→ **WORK TASK A**: From the XFS patch page, extract the part that opens with the words containing "The new checkpoint" and closes with "in the transaction.", copying it exactly.
→ **WORK TASK B**:
Answer these questions using the XFS patch page:
(i) What state is the patch listed as having?
(ii) How many files does the patch change, and how many insertions does it make?
(iii) According to the commit message, why must the filesystem provide its own async cache flush primitives?
→ **WORK TASK C**: Continue the XFS patch page from where it stops.

SELECTED TEXT Block Start

[4/8] xfs: async blkdev cache flush

Message ID	20210223033442.3267258-5-david@fromorbit.com (mailing list archive)
State	Superseded
Headers	show Return-Path: <linux-xfs-owner@kernel.org> From: Dave Chinner <david@fromorbit.com> To: linux-xfs@vger.kernel.org Subject: [PATCH 4/8] xfs: async blkdev cache flush Date: Tue, 23 Feb 2021 14:34:38 +1100 Message-Id: <20210223033442.3267258-5-david@fromorbit.com> In-Reply-To: <20210223033442.3267258-1-david@fromorbit.com> References: <20210223033442.3267258-1-david@fromorbit.com> MIME-Version: 1.0 Content-Transfer-Encoding: 8bit Precedence: bulk
Series	[1/8] xfs: log stripe roundoff is a property of the log \| expand [1/8] xfs: log stripe roundoff is a property of the log [2/8] xfs: separate CIL commit record IO [3/8] xfs: move and rename xfs_blkdev_issue_flush [4/8] xfs: async blkdev cache flush [5/8] xfs: CIL checkpoint flushes caches unconditionally [6/8] xfs: remove need_start_rec parameter from xlog_write() [7/8] xfs: journal IO cache flush reductions [8/8] xfs: Fix CIL throttle hang when CIL space used going backwards

Message ID

20210223033442.3267258-5-david@fromorbit.com (mailing list archive)

State

Superseded

Headers

From: Dave Chinner <david@fromorbit.com>
To: linux-xfs@vger.kernel.org
Subject: [PATCH 4/8] xfs: async blkdev cache flush
Date: Tue, 23 Feb 2021 14:34:38 +1100
Message-Id: <20210223033442.3267258-5-david@fromorbit.com>
In-Reply-To: <20210223033442.3267258-1-david@fromorbit.com>
References: <20210223033442.3267258-1-david@fromorbit.com>
MIME-Version: 1.0
Content-Transfer-Encoding: 8bit
Precedence: bulk

Series

[1/8] xfs: log stripe roundoff is a property of the log | expand

Commit Message

Dave Chinner Feb. 23, 2021, 3:34 a.m. UTC

From: Dave Chinner <dchinner@redhat.com>

The new checkpoint caceh flush mechanism requires us to issue an
unconditional cache flush before we start a new checkpoint. We don't
want to block for this if we can help it, and we have a fair chunk
of CPU work to do between starting the checkpoint and issuing the
first journal IO.

Hence it makes sense to amortise the latency cost of the cache flush
by issuing it asynchronously and then waiting for it only when we
need to issue the first IO in the transaction.

TO do this, we need async cache flush primitives to submit the cache
flush bio and to wait on it. THe block layer has no such primitives
for filesystems, so roll our own for the moment.

Signed-off-by: Dave Chinner <dchinner@redhat.com>
---
 fs/xfs/xfs_bio_io.c | 30 ++++++++++++++++++++++++++++++
 fs/xfs/xfs_linux.h  |  1 +
 2 files changed, 31 insertions(+)

SELECTED TEXT Block End
DATA RECORDS Block Start

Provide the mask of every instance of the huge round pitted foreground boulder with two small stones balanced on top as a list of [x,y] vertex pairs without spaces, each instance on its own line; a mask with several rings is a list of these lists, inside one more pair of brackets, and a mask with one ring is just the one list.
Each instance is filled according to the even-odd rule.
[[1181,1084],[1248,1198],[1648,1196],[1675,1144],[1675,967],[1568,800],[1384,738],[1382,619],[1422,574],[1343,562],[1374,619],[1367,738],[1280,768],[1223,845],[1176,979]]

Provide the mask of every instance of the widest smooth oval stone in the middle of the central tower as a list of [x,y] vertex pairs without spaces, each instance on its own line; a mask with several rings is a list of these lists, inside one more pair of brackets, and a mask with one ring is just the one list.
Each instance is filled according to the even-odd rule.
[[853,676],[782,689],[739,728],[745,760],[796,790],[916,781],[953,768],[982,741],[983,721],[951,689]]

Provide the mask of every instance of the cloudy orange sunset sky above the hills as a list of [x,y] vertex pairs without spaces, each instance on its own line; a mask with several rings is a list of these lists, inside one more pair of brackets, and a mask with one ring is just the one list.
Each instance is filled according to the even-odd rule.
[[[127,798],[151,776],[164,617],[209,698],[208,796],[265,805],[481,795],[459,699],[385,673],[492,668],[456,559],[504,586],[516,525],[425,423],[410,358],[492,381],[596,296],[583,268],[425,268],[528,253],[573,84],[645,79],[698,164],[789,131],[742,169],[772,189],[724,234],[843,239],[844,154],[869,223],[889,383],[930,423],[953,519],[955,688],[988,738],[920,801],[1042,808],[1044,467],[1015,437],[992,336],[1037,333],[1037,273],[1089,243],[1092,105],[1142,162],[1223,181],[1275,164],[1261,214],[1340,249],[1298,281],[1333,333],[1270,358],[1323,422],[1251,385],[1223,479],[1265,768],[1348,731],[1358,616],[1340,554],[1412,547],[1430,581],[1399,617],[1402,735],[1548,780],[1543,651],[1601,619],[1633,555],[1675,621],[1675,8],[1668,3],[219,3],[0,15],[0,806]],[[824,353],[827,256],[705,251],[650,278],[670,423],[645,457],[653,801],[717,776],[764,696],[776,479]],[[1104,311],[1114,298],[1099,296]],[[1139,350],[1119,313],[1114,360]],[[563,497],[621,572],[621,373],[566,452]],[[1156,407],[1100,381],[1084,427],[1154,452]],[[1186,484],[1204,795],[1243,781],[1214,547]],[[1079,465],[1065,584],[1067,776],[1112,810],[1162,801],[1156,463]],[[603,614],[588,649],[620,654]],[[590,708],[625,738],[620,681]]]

DATA RECORDS Block End

→ **WRITTEN RESPONSE A**:
The new checkpoint caceh flush mechanism requires us to issue an
unconditional cache flush before we start a new checkpoint. We don't
want to block for this if we can help it, and we have a fair chunk
of CPU work to do between starting the checkpoint and issuing the
first journal IO.

Hence it makes sense to amortise the latency cost of the cache flush
by issuing it asynchronously and then waiting for it only when we
need to issue the first IO in the transaction.

→ **WRITTEN RESPONSE B**:
(i) Superseded.
(ii) It changes 2 files and makes 31 insertions.
(iii) The block layer has no such primitives for filesystems.

→ **WRITTEN RESPONSE C**:
Comments

Chaitanya Kulkarni Feb. 23, 2021, 5:29 a.m. UTC | #1

On 2/22/21 19:35, Dave Chinner wrote:
> From: Dave Chinner <dchinner@redhat.com>
>
> The new checkpoint caceh flush mechanism requires us to issue an
> unconditional cache flush before we start a new checkpoint. We don't
> want to block for this if we can help it, and we have a fair chunk
> of CPU work to do between starting the checkpoint and issuing the
> first journal IO.
>
> Hence it makes sense to amortise the latency cost of the cache flush
> by issuing it asynchronously and then waiting for it only when we
> need to issue the first IO in the transaction.
>
> TO do this, we need async cache flush primitives to submit the cache
> flush bio and to wait on it. THe block layer has no such primitives
> for filesystems, so roll our own for the moment.
>
> Signed-off-by: Dave Chinner <dchinner@redhat.com>
> ---
>  fs/xfs/xfs_bio_io.c | 30 ++++++++++++++++++++++++++++++
>  fs/xfs/xfs_linux.h  |  1 +
>  2 files changed, 31 insertions(+)
>
> diff --git a/fs/xfs/xfs_bio_io.c b/fs/xfs/xfs_bio_io.c
> index 5abf653a45d4..d55420bc72b5 100644
> --- a/fs/xfs/xfs_bio_io.c
> +++ b/fs/xfs/xfs_bio_io.c
> @@ -67,3 +67,33 @@ xfs_flush_bdev(
>  	blkdev_issue_flush(bdev, GFP_NOFS);
>  }
>  
> +void
> +xfs_flush_bdev_async_endio(
> +	struct bio	*bio)
> +{
> +	if (bio->bi_private)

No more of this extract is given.